- [Entries supplied]
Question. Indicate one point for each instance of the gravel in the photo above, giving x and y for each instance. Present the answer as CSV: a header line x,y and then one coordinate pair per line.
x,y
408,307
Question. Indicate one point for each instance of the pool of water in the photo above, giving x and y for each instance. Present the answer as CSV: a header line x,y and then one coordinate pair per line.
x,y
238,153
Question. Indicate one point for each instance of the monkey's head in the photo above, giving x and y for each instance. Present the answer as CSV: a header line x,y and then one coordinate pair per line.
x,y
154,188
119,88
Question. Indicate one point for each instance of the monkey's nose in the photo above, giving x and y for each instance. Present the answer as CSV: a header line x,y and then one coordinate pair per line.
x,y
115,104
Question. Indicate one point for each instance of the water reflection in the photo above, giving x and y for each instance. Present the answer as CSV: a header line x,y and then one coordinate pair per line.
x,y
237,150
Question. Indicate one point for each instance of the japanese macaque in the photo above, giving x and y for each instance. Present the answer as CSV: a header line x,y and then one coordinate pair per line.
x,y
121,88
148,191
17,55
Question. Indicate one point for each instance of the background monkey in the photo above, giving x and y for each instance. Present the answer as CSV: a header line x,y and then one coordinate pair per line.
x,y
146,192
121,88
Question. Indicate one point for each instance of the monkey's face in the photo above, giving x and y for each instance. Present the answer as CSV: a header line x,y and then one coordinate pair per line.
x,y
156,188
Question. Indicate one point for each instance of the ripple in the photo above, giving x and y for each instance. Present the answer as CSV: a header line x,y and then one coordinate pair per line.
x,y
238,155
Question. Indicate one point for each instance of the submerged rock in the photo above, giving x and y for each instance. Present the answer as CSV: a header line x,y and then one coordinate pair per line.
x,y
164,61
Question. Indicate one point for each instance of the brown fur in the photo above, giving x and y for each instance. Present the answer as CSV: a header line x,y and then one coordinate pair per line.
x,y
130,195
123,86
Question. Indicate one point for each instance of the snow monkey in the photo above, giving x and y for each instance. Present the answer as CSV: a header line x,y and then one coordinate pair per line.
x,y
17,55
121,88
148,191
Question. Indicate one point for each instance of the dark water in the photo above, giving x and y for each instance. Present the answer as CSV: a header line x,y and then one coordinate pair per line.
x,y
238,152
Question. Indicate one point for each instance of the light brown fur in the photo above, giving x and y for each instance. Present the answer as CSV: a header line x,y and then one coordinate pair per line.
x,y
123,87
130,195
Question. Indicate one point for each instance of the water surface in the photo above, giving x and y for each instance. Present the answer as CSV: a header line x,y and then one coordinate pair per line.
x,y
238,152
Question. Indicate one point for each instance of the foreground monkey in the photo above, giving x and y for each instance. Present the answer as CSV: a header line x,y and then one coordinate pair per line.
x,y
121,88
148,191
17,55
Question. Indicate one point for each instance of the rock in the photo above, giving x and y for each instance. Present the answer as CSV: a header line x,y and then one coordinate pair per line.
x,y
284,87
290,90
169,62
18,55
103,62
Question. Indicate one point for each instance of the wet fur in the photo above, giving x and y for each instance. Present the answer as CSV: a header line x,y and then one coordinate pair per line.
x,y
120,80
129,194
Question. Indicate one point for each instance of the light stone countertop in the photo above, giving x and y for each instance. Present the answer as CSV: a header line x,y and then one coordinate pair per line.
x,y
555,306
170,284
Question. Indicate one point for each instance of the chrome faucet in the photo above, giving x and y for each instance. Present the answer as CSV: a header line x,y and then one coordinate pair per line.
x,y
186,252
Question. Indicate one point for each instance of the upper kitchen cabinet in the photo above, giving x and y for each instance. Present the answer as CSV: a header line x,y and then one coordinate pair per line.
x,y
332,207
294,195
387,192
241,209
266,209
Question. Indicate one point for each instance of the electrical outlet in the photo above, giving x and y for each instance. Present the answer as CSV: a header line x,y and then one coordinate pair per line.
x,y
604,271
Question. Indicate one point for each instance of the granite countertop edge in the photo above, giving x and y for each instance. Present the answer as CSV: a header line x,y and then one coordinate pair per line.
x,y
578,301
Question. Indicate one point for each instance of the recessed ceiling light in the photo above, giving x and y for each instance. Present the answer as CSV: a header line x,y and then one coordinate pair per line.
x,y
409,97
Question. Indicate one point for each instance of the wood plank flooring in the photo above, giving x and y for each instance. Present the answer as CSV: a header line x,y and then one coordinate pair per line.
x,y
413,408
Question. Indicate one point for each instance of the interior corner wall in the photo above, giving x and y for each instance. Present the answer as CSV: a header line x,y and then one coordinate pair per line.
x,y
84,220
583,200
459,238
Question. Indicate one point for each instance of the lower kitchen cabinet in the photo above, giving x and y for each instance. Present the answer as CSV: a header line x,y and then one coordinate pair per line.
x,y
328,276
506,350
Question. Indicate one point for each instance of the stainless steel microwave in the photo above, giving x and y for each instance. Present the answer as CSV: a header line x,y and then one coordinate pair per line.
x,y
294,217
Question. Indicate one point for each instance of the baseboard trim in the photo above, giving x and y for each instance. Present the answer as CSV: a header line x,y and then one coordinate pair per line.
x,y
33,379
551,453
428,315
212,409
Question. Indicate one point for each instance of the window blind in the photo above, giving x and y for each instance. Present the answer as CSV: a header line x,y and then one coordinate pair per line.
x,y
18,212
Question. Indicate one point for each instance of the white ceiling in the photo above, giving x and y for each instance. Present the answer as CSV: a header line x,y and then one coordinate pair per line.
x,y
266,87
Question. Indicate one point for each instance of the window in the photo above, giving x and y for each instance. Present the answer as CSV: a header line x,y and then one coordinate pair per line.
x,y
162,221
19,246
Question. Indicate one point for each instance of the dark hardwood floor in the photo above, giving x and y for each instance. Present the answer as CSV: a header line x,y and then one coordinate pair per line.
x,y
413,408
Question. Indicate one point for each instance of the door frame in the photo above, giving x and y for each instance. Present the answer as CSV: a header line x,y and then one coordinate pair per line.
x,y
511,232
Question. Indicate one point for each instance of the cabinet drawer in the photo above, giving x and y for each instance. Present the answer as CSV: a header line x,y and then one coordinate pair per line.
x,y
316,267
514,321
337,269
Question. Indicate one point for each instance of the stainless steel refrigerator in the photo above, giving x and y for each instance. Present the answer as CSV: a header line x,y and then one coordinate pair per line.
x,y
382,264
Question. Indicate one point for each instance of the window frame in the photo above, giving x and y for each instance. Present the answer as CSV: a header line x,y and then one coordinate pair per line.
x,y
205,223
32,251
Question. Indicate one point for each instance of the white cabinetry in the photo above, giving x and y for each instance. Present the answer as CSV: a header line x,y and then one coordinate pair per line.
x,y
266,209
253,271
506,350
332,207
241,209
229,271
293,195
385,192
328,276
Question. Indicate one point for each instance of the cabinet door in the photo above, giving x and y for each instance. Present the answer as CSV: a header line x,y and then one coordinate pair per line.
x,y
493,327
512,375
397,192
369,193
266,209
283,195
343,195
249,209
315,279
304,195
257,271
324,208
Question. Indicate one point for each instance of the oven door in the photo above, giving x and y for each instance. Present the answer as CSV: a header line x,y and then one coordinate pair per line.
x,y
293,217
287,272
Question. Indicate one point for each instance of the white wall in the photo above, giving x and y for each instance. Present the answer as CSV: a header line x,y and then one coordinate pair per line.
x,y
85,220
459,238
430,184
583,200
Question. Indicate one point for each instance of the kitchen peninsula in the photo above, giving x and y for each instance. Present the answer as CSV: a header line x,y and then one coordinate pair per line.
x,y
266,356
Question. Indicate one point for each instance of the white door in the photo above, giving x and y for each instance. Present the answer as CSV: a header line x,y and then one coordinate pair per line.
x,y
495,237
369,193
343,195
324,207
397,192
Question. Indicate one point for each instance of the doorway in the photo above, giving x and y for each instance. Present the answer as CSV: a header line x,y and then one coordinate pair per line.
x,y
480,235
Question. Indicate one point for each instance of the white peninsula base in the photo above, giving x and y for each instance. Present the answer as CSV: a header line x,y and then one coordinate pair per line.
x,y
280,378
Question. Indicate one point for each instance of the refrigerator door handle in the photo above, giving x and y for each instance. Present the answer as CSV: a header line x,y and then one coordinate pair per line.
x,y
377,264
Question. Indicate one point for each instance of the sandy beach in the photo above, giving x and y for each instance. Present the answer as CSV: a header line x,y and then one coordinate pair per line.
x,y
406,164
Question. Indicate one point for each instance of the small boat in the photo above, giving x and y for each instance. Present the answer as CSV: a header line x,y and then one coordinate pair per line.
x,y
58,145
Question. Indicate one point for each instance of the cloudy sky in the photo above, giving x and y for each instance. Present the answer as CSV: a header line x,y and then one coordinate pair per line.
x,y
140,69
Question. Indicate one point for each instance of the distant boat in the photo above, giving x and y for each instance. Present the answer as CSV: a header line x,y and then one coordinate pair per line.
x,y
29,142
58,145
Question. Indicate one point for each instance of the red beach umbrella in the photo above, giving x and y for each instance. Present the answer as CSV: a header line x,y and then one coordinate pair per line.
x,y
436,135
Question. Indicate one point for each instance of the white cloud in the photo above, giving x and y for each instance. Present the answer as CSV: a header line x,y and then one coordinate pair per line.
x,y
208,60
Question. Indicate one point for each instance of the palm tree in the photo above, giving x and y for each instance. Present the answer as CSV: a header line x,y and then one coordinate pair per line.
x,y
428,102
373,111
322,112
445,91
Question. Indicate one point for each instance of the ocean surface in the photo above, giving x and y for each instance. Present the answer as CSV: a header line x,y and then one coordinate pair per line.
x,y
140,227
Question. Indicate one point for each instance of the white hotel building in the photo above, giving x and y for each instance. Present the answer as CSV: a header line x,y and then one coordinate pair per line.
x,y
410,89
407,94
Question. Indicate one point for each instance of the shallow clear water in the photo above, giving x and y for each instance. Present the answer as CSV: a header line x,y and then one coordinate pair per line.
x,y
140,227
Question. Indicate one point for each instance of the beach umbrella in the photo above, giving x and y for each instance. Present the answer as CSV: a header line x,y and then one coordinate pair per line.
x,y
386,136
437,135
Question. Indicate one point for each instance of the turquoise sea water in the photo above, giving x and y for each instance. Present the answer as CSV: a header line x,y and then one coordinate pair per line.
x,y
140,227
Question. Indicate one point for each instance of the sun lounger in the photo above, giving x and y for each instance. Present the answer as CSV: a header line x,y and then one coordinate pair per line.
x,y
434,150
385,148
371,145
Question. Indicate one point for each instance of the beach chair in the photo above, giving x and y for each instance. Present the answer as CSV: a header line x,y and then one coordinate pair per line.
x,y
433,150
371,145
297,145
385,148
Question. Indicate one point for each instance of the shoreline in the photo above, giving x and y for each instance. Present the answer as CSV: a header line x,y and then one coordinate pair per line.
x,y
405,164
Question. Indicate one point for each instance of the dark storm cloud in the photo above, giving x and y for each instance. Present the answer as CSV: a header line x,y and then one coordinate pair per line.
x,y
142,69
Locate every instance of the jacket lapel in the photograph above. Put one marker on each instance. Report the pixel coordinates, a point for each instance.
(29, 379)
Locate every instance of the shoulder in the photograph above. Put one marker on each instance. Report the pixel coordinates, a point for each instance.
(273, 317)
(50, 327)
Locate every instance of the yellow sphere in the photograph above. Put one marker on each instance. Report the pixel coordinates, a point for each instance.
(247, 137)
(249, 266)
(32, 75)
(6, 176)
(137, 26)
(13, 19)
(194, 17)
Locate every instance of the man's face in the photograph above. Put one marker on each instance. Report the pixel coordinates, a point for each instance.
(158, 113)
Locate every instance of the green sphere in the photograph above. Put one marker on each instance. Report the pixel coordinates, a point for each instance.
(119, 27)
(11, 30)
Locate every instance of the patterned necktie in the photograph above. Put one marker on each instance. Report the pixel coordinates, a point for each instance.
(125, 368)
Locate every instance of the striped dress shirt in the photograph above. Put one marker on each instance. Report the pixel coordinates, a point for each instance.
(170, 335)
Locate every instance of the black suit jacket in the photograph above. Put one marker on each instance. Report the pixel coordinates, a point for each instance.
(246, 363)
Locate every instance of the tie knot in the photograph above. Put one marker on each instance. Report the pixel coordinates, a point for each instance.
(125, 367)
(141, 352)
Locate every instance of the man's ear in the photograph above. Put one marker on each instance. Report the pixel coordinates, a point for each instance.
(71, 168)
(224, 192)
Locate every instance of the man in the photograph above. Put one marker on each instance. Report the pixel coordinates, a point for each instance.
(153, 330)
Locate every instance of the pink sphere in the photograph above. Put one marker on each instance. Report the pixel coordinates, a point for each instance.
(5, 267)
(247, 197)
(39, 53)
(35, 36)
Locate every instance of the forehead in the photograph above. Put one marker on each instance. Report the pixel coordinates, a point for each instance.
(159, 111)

- [Work order] Pull out every line from the one with "Locate every instance of the tie" to the end of the listing, and output only those.

- [Answer area]
Locate every instance of the tie knot in the photograph above. Put one marker on each instance. Report the pixel coordinates, a point for each instance.
(125, 367)
(141, 352)
Locate every instance of the man's ear in the photograph above. Put one marker on each instance. Report the pixel coordinates, a point for each instance.
(71, 168)
(224, 192)
Locate every instance of the man in the photograph above. Put one marker on each instance. Report the pixel coordinates, a point for each instance.
(153, 330)
Locate every instance of the pink sphere in the photograph above. Put one marker on each instance. Report the pixel coordinates, a point for each instance.
(5, 267)
(247, 197)
(39, 53)
(35, 36)
Locate every instance of the forehead in the photograph above. Put one marker on each instance. Report the pixel coordinates, a point for each instance.
(159, 111)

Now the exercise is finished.